+++ Records for this exercise

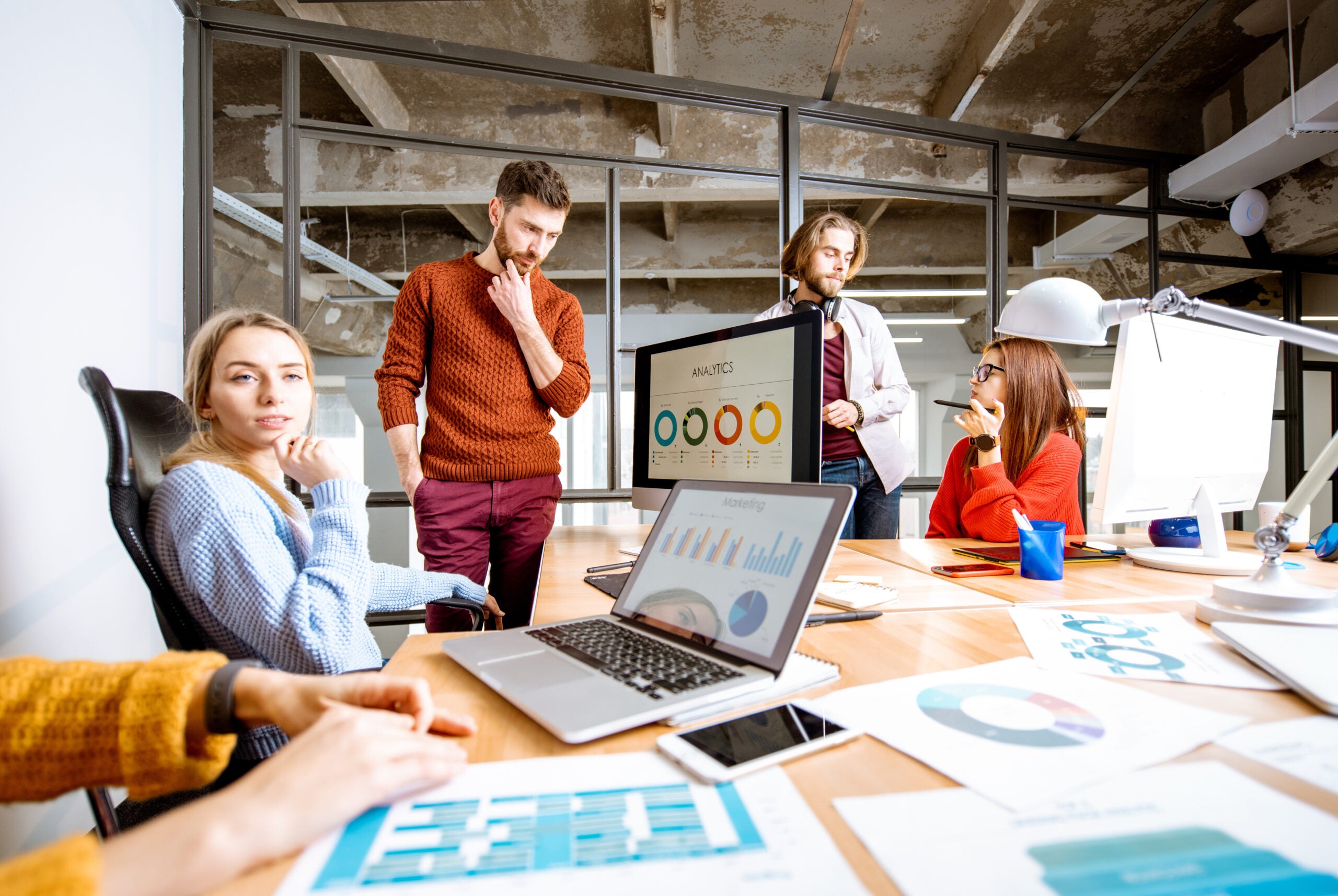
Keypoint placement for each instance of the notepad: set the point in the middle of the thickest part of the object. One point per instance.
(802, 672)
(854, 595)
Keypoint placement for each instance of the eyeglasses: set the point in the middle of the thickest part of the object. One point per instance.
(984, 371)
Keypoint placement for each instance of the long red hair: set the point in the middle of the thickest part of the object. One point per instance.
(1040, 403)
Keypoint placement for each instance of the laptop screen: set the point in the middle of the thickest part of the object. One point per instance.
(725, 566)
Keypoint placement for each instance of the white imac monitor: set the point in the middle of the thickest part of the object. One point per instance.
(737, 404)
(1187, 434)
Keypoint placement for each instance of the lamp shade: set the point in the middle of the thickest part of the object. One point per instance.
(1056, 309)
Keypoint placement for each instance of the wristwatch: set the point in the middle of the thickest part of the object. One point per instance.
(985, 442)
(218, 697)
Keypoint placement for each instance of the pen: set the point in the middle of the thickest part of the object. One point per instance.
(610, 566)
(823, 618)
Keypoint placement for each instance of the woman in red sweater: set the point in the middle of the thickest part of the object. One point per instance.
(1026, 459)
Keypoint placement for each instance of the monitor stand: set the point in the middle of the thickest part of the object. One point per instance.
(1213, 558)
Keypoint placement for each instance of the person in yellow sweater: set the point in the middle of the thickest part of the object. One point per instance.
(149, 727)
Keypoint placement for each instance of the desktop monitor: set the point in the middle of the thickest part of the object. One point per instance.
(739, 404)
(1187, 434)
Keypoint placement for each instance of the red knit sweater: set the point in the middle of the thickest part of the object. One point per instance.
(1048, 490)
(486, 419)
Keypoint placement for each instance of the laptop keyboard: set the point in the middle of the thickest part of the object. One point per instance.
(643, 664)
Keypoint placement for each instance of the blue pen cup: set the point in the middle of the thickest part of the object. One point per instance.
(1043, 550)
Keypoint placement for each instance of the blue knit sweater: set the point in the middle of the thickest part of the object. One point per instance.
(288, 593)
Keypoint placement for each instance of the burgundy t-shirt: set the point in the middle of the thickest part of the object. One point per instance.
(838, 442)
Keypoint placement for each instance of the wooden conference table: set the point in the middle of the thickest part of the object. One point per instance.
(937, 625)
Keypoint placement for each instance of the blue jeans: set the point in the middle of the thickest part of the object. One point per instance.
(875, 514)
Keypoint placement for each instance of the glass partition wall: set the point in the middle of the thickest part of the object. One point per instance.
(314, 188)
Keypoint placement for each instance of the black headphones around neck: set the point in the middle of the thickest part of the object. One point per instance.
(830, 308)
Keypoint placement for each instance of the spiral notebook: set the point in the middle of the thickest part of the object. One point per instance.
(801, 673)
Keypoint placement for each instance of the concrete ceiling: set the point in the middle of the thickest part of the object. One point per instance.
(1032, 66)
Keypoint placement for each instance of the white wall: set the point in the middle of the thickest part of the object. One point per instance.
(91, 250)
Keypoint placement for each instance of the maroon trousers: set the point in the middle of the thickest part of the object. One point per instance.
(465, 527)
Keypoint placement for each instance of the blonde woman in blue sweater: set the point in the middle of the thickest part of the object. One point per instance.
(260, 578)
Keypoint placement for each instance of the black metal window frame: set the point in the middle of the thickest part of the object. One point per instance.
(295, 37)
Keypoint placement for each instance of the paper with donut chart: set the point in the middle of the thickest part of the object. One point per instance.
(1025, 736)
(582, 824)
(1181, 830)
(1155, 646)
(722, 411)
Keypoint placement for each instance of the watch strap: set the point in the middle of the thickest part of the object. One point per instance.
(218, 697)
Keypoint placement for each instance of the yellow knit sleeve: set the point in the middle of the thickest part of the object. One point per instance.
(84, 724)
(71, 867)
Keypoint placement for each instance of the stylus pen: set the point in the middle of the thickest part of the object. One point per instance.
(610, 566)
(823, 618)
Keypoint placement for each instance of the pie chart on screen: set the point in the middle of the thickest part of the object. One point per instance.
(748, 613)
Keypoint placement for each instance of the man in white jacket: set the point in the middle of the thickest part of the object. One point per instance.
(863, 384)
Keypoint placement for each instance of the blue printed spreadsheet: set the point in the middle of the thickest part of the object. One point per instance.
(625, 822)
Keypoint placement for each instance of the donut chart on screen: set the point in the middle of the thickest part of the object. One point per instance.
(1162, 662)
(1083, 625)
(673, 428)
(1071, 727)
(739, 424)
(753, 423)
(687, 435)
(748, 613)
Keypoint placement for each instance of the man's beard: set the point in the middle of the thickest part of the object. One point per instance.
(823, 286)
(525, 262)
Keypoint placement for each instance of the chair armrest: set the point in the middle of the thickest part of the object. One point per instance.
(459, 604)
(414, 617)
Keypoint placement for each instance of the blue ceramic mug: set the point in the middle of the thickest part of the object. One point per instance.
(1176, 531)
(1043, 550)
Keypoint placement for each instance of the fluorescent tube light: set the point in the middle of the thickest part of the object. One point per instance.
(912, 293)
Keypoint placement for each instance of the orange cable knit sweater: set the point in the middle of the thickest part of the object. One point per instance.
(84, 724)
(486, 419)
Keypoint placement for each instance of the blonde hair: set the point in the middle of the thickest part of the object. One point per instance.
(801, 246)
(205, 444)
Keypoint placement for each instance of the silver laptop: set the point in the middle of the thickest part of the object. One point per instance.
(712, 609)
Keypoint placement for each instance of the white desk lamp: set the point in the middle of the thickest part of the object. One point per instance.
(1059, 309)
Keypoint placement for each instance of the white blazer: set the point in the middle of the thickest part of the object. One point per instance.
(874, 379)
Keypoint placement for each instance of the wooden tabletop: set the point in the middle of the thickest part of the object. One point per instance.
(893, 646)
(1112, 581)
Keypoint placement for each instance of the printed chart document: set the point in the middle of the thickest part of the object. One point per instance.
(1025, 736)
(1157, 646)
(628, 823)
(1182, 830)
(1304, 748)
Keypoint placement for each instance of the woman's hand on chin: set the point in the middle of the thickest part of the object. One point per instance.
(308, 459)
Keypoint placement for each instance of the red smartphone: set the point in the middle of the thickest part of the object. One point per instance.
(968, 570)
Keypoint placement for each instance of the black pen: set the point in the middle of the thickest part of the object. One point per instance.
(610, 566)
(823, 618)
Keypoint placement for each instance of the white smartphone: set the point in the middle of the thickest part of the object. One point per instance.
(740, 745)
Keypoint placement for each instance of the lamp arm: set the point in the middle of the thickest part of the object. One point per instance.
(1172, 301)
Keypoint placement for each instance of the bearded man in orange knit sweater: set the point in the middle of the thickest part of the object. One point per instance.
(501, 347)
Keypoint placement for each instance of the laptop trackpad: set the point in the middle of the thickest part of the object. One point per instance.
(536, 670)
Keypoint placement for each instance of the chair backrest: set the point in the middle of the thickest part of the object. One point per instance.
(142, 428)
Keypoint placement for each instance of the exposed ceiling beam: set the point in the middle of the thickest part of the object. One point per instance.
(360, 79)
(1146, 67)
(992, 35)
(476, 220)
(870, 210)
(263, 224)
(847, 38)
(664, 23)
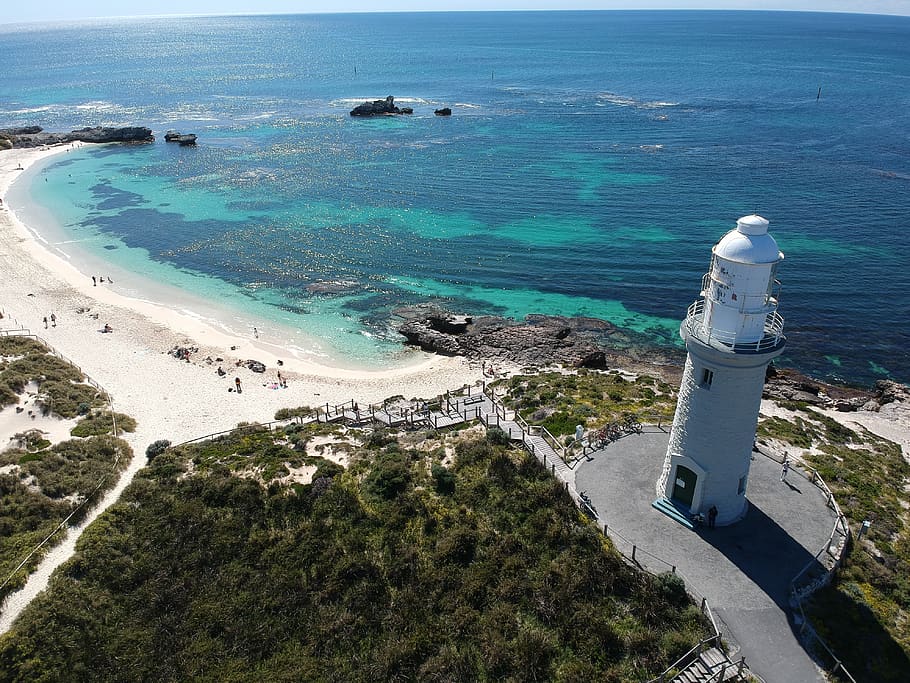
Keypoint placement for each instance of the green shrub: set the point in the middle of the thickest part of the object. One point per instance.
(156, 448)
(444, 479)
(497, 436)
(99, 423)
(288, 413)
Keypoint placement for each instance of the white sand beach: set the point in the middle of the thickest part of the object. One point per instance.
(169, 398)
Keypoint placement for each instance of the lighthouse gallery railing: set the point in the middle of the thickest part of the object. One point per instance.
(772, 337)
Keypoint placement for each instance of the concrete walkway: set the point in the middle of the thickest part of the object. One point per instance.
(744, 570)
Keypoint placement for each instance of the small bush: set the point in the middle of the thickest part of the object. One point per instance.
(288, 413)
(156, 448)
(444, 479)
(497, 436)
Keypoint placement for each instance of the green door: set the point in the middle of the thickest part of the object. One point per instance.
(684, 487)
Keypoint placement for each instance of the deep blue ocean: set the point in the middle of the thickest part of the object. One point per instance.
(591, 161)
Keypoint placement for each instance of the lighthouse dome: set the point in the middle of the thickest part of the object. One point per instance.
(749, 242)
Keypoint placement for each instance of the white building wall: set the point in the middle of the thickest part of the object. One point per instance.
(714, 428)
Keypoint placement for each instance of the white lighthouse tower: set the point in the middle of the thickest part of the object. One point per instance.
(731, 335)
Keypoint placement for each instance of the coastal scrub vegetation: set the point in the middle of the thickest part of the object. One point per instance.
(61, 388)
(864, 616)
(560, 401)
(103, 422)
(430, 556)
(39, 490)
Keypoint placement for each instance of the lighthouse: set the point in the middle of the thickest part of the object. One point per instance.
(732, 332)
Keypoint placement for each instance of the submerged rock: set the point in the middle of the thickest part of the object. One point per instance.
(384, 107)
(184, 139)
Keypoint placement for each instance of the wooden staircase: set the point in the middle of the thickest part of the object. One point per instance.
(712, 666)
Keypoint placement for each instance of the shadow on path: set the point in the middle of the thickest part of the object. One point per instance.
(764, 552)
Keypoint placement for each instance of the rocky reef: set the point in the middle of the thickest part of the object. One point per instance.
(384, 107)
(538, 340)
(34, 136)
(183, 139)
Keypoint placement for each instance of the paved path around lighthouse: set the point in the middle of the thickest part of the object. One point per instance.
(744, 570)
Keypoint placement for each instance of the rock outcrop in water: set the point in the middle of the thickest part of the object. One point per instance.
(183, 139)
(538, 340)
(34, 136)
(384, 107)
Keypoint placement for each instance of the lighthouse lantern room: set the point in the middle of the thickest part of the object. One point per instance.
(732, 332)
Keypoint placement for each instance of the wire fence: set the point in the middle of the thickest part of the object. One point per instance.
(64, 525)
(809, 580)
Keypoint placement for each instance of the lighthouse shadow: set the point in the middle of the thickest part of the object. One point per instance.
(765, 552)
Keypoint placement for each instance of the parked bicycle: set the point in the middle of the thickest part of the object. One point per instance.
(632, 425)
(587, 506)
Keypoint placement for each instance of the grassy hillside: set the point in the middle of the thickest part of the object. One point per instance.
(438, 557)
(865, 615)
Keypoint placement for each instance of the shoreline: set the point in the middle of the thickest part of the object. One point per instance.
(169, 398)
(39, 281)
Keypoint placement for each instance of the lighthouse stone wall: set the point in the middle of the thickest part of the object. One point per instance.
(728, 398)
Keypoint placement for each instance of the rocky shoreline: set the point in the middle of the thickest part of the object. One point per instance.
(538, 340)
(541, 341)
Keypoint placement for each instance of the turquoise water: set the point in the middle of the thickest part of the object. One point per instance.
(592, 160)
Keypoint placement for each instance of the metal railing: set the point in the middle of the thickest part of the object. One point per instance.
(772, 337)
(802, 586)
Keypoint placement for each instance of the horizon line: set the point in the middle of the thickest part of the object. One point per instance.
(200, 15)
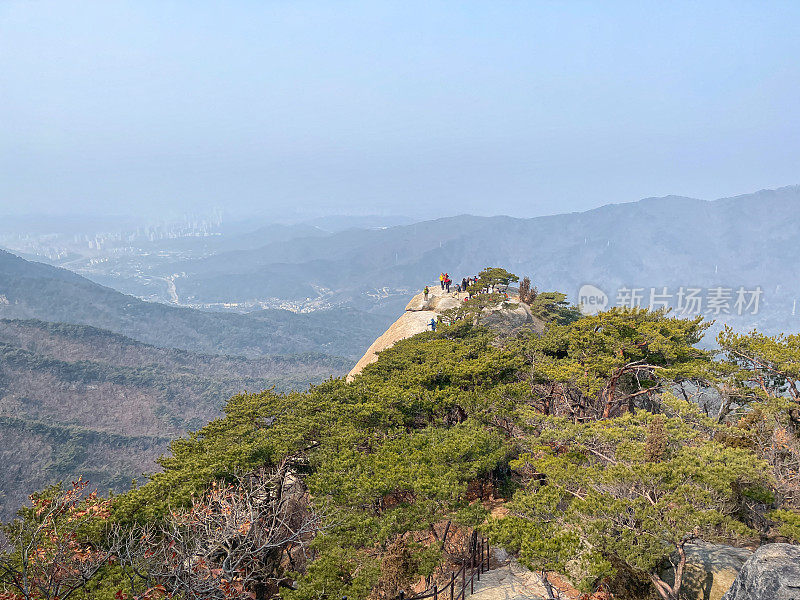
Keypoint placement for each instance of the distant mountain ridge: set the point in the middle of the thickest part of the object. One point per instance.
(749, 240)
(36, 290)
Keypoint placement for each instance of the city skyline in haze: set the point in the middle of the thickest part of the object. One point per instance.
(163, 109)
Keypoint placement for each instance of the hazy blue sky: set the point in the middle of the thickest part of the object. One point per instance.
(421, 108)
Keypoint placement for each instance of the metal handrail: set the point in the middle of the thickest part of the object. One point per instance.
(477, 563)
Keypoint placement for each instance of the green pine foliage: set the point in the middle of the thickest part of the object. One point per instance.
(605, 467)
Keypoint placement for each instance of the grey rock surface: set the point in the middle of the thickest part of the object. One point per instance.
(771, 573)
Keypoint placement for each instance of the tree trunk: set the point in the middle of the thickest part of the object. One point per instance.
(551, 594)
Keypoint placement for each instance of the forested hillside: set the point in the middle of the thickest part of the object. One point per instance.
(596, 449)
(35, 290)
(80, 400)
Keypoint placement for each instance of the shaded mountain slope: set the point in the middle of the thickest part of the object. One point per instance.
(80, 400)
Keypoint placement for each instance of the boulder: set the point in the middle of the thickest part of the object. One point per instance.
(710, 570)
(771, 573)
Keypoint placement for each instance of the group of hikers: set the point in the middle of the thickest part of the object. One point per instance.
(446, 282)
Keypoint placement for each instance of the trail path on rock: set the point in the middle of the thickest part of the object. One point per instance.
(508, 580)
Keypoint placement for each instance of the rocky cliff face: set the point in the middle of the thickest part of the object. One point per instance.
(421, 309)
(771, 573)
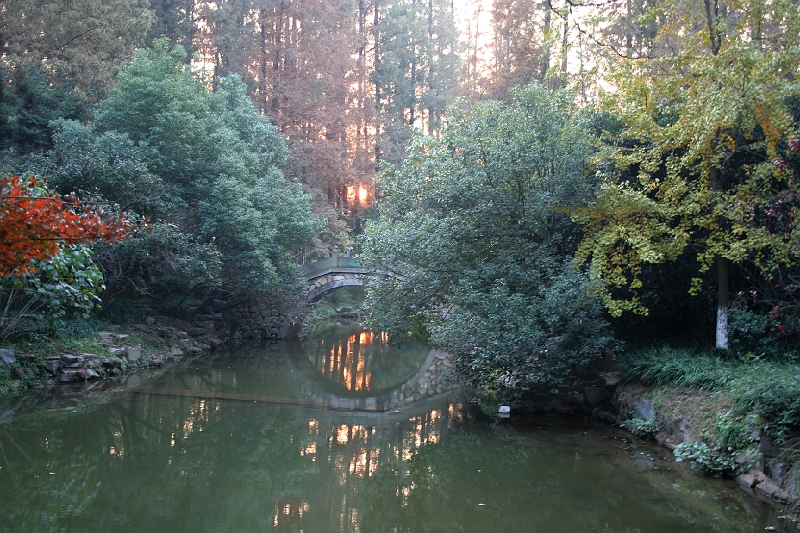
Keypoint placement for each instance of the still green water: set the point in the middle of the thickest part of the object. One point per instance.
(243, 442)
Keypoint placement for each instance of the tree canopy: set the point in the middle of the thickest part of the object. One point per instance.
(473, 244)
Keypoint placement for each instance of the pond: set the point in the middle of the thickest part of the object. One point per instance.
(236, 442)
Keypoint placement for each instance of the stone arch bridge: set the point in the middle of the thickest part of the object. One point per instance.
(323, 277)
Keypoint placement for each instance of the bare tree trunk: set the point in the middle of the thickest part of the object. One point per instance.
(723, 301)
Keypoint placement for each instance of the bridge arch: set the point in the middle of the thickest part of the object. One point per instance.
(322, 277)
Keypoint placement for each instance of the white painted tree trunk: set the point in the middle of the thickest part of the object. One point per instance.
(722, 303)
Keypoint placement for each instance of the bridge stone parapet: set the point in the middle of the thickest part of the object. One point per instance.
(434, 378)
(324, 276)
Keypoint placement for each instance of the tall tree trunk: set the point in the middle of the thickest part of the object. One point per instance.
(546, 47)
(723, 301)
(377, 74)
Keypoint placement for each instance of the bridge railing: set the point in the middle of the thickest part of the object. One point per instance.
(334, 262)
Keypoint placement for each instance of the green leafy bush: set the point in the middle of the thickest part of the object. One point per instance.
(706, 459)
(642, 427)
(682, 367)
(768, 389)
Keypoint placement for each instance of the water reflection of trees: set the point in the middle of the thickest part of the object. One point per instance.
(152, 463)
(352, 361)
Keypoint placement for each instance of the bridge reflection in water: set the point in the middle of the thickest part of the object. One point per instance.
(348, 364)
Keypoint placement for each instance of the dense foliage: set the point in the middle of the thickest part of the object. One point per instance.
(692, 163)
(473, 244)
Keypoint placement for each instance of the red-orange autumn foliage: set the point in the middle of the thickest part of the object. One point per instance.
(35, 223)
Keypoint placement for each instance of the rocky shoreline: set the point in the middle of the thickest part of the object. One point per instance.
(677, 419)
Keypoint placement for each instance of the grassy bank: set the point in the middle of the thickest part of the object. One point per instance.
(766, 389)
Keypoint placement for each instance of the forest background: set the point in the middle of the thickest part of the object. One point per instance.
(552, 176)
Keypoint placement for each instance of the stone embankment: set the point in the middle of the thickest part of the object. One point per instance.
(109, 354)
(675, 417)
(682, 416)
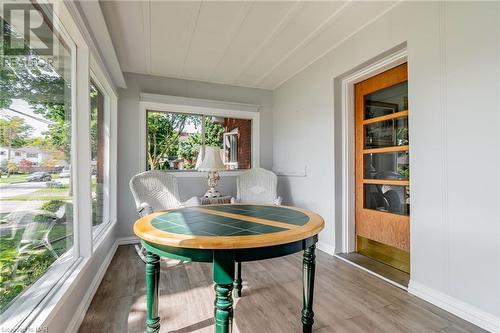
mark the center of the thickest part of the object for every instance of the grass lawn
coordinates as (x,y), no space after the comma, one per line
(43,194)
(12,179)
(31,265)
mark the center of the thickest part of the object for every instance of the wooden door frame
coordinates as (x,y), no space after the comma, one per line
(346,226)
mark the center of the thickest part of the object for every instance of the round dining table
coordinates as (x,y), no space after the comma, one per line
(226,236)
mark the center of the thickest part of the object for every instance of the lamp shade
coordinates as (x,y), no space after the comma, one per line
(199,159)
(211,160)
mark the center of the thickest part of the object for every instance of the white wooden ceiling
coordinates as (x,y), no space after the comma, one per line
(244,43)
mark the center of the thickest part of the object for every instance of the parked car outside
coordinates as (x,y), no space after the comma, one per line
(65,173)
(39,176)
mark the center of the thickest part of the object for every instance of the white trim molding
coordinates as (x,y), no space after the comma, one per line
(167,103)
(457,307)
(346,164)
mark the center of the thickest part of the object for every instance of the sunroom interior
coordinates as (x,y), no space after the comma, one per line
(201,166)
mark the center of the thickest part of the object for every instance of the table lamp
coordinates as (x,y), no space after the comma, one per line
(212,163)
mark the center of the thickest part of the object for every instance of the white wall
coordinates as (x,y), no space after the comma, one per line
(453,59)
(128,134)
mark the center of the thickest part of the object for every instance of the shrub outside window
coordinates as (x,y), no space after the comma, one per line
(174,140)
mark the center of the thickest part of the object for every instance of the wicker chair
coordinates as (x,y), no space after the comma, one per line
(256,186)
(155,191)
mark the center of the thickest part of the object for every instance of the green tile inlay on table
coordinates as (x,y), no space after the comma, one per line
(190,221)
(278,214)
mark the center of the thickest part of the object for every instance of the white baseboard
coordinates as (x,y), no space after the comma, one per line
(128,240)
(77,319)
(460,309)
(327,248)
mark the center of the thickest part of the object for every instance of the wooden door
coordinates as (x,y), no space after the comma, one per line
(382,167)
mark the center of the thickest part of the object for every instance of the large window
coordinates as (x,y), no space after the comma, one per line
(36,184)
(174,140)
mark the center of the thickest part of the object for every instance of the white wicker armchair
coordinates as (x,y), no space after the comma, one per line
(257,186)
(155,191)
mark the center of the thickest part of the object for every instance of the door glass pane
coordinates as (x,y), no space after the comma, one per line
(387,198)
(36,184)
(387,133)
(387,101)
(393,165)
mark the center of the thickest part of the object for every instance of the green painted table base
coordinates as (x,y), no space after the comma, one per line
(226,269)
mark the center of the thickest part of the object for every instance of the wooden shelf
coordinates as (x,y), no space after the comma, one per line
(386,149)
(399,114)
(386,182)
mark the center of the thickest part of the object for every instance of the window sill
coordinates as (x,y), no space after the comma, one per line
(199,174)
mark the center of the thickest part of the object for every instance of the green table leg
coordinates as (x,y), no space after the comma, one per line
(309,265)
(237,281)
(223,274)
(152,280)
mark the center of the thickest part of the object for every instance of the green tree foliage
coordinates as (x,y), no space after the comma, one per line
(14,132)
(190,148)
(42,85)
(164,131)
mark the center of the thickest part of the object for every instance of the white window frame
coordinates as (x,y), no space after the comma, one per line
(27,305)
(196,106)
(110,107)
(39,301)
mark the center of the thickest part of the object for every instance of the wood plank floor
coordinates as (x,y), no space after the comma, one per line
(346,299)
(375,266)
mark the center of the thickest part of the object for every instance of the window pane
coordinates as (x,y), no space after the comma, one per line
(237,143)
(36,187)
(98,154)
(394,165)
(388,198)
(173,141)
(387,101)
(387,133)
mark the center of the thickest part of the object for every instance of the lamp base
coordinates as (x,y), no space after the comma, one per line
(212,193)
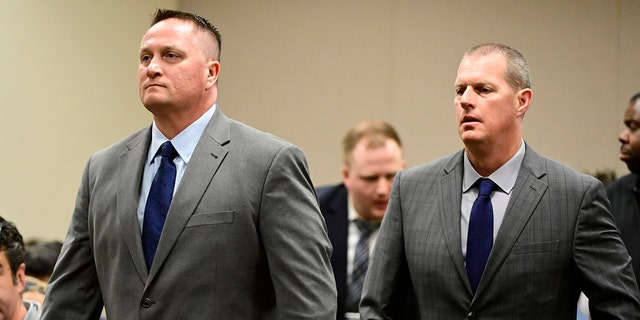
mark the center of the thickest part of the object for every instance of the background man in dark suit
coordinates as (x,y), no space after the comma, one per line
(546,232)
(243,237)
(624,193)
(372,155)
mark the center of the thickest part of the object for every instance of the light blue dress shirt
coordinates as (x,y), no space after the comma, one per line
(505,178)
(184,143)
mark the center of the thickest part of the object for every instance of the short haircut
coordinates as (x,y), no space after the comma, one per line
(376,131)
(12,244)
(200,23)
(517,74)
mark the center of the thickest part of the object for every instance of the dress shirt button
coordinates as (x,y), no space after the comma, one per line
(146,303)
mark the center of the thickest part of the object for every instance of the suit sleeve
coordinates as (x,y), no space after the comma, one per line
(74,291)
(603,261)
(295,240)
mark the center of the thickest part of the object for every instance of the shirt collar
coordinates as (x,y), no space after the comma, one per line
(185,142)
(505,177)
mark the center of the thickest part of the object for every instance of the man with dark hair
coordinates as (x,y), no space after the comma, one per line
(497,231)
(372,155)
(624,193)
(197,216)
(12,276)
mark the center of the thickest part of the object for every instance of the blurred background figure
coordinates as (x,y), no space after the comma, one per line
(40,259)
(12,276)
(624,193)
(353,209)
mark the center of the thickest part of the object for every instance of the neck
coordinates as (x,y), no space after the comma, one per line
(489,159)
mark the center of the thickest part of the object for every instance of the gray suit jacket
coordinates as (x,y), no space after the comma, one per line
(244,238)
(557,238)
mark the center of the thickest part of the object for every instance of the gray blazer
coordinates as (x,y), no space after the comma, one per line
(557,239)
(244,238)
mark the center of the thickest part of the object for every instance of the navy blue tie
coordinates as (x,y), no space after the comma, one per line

++++++

> _Task instructions_
Track down all lines above with the string "pane" and copy them.

> _Problem solution_
mark the center of the thickest part of the object for every instance of the door glass pane
mark the center of the thickest part of the object for every instance of the window pane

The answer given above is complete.